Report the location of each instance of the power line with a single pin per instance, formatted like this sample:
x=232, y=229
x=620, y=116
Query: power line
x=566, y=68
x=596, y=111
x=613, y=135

-- -- --

§ **GIVEN INSTRUCTION**:
All of the entries above need to be reproduced exactly.

§ **EXERCISE SOLUTION**:
Report the location of each instance of the power line with a single pin per instance, formatted like this sample:
x=232, y=229
x=620, y=116
Query: power line
x=566, y=68
x=596, y=111
x=613, y=135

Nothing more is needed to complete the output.